> [What is needed]
Your answer should be one number: how many lines below have the word "rounded".

[Segmentation mask data]
=== Section Start ===
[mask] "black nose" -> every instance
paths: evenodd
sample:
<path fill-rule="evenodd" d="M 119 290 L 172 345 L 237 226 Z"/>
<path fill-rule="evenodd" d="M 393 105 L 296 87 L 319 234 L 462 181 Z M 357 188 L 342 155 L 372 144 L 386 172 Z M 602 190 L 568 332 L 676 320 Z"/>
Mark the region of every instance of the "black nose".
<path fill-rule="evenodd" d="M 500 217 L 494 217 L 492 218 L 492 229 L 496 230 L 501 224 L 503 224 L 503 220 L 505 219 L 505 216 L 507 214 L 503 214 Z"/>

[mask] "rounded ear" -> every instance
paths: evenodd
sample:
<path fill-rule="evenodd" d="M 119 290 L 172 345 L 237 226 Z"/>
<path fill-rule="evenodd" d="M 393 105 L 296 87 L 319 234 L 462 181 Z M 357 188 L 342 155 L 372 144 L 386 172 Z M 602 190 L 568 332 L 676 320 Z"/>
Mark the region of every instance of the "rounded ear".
=== Section End ===
=== Section Start ===
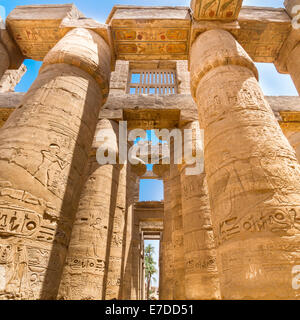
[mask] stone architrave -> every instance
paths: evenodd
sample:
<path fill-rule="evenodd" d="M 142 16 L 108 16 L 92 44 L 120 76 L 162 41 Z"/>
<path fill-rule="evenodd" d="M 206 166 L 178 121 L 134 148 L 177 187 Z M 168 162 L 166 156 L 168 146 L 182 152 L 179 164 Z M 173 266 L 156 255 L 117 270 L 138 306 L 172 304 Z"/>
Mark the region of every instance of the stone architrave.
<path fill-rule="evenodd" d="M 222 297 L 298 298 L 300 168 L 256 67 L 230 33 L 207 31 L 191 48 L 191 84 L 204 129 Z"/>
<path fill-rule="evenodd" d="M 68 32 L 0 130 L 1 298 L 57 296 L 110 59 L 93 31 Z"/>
=== Section End ===
> [Task output]
2